◆ **Exercise requirements**: Pull out every line in the records below that contains the string "marker". Case matters.

◆ **Records for this task**:
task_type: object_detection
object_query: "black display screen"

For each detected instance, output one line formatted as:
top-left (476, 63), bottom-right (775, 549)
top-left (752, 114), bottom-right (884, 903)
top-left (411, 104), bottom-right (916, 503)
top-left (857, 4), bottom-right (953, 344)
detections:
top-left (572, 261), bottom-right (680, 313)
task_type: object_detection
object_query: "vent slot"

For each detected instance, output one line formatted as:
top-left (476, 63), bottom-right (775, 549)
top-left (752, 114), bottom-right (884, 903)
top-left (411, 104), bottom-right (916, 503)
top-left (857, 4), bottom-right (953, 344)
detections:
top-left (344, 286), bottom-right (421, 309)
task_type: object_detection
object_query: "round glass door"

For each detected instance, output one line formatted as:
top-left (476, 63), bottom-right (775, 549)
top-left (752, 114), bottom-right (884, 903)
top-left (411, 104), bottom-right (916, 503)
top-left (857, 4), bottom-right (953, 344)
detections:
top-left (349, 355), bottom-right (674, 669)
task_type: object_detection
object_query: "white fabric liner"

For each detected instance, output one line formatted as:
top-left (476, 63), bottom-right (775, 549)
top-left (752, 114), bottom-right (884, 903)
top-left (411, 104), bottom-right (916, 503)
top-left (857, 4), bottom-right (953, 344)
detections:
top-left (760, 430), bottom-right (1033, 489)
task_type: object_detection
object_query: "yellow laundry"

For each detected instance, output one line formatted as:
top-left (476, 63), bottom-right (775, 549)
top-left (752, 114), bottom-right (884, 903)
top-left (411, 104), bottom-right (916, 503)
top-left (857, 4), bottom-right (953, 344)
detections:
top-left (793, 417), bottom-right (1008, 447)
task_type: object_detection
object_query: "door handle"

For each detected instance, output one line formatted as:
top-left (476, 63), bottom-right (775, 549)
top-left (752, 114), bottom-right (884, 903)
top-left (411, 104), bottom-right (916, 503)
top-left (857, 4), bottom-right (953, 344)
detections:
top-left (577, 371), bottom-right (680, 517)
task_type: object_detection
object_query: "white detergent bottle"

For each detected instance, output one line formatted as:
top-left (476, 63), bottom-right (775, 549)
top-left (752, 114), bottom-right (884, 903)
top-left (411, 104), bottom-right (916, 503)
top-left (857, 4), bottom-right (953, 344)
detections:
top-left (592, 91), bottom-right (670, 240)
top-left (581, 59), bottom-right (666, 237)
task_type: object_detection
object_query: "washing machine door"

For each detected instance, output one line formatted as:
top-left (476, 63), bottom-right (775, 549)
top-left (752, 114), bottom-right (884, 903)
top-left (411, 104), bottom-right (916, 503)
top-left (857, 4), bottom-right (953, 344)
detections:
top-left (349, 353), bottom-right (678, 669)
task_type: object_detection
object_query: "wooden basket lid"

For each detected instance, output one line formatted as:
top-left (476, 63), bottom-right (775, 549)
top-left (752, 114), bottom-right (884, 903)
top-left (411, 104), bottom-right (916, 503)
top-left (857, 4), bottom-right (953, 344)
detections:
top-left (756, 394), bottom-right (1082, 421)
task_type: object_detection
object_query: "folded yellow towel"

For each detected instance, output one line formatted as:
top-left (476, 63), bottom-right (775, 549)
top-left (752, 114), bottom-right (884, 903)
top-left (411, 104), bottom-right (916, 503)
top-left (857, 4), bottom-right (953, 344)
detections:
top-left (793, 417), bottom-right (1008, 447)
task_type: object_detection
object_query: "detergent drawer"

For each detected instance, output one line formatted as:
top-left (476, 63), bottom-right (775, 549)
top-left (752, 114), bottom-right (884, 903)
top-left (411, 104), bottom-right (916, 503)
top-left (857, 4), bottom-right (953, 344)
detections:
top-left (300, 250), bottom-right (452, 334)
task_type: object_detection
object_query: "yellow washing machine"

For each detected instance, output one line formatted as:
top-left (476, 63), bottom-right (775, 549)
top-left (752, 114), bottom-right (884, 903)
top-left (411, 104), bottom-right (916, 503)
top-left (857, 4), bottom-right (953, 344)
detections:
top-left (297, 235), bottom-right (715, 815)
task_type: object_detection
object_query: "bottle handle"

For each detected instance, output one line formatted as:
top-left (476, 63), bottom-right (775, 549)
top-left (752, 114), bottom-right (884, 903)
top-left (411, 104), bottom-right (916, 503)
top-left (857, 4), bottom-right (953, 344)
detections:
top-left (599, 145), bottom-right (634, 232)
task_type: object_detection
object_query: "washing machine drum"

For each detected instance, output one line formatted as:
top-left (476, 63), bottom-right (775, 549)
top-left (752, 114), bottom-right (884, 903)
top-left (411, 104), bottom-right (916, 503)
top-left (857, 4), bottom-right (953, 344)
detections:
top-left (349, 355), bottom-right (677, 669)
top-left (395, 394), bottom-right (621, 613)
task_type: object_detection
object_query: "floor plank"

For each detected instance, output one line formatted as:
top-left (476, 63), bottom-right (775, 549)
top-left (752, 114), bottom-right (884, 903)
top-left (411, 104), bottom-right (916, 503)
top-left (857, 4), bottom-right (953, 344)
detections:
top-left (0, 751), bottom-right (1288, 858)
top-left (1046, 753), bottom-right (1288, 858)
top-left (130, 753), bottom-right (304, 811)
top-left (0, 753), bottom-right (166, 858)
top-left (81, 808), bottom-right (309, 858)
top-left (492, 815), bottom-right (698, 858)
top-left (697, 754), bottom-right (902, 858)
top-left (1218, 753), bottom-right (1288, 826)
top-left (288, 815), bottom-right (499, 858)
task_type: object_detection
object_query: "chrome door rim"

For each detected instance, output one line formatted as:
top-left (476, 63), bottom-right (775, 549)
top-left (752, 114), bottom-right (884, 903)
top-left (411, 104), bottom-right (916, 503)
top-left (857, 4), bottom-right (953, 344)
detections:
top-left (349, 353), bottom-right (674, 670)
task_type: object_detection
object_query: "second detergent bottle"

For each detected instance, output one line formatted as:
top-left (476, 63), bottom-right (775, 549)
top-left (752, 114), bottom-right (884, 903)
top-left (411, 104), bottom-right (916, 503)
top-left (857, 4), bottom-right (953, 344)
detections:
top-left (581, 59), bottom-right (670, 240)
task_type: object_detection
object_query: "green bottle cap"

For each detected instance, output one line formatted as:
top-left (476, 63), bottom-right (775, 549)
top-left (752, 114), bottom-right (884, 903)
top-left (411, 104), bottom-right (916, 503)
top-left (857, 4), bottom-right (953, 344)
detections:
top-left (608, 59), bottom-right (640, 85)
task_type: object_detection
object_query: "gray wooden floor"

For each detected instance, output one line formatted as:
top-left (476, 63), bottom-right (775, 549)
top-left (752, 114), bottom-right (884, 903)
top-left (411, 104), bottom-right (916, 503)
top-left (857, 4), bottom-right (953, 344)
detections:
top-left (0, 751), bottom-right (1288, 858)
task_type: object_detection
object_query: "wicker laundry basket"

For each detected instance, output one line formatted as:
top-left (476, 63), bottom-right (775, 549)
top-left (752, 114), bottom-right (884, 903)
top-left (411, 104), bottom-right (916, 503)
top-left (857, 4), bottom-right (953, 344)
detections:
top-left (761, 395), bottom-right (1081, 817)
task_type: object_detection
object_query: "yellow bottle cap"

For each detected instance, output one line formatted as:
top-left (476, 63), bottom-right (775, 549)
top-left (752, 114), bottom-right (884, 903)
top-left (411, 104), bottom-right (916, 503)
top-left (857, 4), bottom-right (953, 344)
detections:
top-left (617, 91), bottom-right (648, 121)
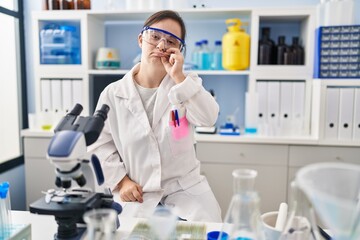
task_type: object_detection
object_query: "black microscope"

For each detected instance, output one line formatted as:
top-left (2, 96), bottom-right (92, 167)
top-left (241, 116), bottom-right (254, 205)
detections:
top-left (30, 104), bottom-right (122, 240)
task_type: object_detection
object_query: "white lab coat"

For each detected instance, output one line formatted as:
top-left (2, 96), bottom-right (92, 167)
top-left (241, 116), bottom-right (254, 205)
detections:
top-left (89, 64), bottom-right (221, 221)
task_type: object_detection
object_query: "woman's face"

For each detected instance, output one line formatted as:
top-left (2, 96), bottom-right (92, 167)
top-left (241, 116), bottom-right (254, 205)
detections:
top-left (138, 19), bottom-right (181, 65)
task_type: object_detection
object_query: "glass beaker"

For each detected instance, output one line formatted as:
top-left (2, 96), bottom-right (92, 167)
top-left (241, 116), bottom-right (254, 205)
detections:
top-left (280, 181), bottom-right (320, 240)
top-left (219, 169), bottom-right (264, 240)
top-left (83, 208), bottom-right (117, 240)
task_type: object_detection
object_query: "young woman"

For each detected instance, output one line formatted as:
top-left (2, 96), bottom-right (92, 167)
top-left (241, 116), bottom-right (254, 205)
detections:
top-left (89, 10), bottom-right (221, 222)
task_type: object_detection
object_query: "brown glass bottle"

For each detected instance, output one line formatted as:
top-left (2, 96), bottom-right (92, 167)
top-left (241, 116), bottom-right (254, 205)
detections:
top-left (258, 27), bottom-right (275, 65)
top-left (276, 36), bottom-right (287, 65)
top-left (284, 47), bottom-right (295, 65)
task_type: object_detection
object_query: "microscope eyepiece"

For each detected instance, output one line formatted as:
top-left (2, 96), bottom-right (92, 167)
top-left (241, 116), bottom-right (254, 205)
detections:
top-left (94, 104), bottom-right (110, 121)
top-left (69, 103), bottom-right (83, 116)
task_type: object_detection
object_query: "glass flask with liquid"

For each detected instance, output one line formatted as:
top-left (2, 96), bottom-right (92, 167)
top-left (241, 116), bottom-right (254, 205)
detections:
top-left (219, 169), bottom-right (264, 240)
top-left (280, 181), bottom-right (320, 240)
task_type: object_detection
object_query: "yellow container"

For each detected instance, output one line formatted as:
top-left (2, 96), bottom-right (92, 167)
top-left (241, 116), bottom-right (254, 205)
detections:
top-left (222, 18), bottom-right (250, 70)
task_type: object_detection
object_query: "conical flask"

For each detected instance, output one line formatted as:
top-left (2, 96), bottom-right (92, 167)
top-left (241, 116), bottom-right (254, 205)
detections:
top-left (280, 181), bottom-right (320, 240)
top-left (219, 169), bottom-right (264, 240)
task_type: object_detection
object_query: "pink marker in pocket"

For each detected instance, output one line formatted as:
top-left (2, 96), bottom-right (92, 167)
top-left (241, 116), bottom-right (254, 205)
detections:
top-left (169, 116), bottom-right (189, 140)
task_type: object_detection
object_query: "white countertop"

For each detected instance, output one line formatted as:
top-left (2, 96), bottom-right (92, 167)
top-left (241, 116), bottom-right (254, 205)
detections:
top-left (12, 211), bottom-right (222, 240)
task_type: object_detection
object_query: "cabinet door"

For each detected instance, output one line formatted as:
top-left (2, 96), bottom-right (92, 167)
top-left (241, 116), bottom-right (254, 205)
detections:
top-left (24, 137), bottom-right (56, 209)
top-left (201, 163), bottom-right (287, 218)
top-left (289, 146), bottom-right (360, 167)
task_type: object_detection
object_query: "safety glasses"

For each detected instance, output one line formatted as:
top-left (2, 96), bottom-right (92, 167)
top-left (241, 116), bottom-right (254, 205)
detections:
top-left (141, 26), bottom-right (185, 51)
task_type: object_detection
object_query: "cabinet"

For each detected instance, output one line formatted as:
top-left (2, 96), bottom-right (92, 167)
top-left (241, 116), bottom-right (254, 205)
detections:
top-left (25, 7), bottom-right (360, 218)
top-left (33, 7), bottom-right (315, 135)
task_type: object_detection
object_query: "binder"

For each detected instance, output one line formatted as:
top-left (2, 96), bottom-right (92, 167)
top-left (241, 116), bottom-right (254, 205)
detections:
top-left (324, 87), bottom-right (340, 139)
top-left (50, 79), bottom-right (62, 113)
top-left (40, 79), bottom-right (51, 112)
top-left (292, 82), bottom-right (305, 135)
top-left (338, 87), bottom-right (354, 140)
top-left (267, 81), bottom-right (280, 135)
top-left (61, 79), bottom-right (74, 113)
top-left (279, 81), bottom-right (293, 135)
top-left (71, 79), bottom-right (83, 106)
top-left (256, 81), bottom-right (268, 135)
top-left (353, 88), bottom-right (360, 140)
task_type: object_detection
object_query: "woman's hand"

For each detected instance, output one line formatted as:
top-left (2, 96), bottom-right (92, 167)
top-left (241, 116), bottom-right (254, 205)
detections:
top-left (161, 48), bottom-right (185, 84)
top-left (118, 176), bottom-right (143, 203)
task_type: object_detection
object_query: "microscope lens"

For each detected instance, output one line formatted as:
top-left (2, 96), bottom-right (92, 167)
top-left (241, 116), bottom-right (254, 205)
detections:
top-left (74, 174), bottom-right (86, 187)
top-left (61, 180), bottom-right (71, 189)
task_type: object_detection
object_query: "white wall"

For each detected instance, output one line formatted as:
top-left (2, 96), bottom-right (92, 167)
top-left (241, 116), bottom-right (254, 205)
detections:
top-left (24, 0), bottom-right (360, 112)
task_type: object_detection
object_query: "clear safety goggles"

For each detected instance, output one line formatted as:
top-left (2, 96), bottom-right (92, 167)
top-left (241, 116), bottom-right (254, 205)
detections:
top-left (141, 27), bottom-right (185, 51)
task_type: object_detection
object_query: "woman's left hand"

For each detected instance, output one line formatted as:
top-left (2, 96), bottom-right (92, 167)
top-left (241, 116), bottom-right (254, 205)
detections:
top-left (161, 48), bottom-right (185, 84)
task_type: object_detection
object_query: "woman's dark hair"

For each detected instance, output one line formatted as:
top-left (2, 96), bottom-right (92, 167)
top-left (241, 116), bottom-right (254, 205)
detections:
top-left (143, 10), bottom-right (186, 41)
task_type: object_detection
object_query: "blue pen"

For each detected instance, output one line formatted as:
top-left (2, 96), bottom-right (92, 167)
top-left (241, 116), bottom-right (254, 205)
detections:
top-left (175, 109), bottom-right (180, 126)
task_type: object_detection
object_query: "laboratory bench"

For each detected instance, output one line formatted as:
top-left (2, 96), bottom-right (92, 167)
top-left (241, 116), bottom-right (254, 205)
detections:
top-left (22, 129), bottom-right (360, 217)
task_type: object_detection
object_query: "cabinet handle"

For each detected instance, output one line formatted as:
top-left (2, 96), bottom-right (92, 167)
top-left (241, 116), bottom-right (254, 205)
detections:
top-left (335, 156), bottom-right (344, 162)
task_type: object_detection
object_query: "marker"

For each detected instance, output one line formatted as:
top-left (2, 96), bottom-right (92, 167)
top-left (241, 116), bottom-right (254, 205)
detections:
top-left (175, 109), bottom-right (180, 126)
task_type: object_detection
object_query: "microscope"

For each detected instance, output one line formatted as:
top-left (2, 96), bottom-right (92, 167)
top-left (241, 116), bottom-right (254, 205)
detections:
top-left (30, 104), bottom-right (122, 240)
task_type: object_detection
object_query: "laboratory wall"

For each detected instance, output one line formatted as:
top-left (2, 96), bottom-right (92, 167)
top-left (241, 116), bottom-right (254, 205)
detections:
top-left (24, 0), bottom-right (360, 112)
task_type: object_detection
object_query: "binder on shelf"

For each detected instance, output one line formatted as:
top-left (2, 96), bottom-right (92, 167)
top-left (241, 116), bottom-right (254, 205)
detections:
top-left (267, 81), bottom-right (280, 135)
top-left (338, 87), bottom-right (354, 140)
top-left (292, 81), bottom-right (305, 135)
top-left (50, 79), bottom-right (62, 113)
top-left (40, 79), bottom-right (52, 112)
top-left (324, 87), bottom-right (340, 139)
top-left (353, 88), bottom-right (360, 141)
top-left (71, 79), bottom-right (83, 106)
top-left (256, 81), bottom-right (268, 135)
top-left (279, 81), bottom-right (293, 135)
top-left (61, 79), bottom-right (74, 113)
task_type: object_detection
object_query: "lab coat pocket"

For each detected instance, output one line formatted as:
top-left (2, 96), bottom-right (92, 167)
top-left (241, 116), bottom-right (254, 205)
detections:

◆ **Final result**:
object_query: "pink marker in pocket"
object_query: "marker"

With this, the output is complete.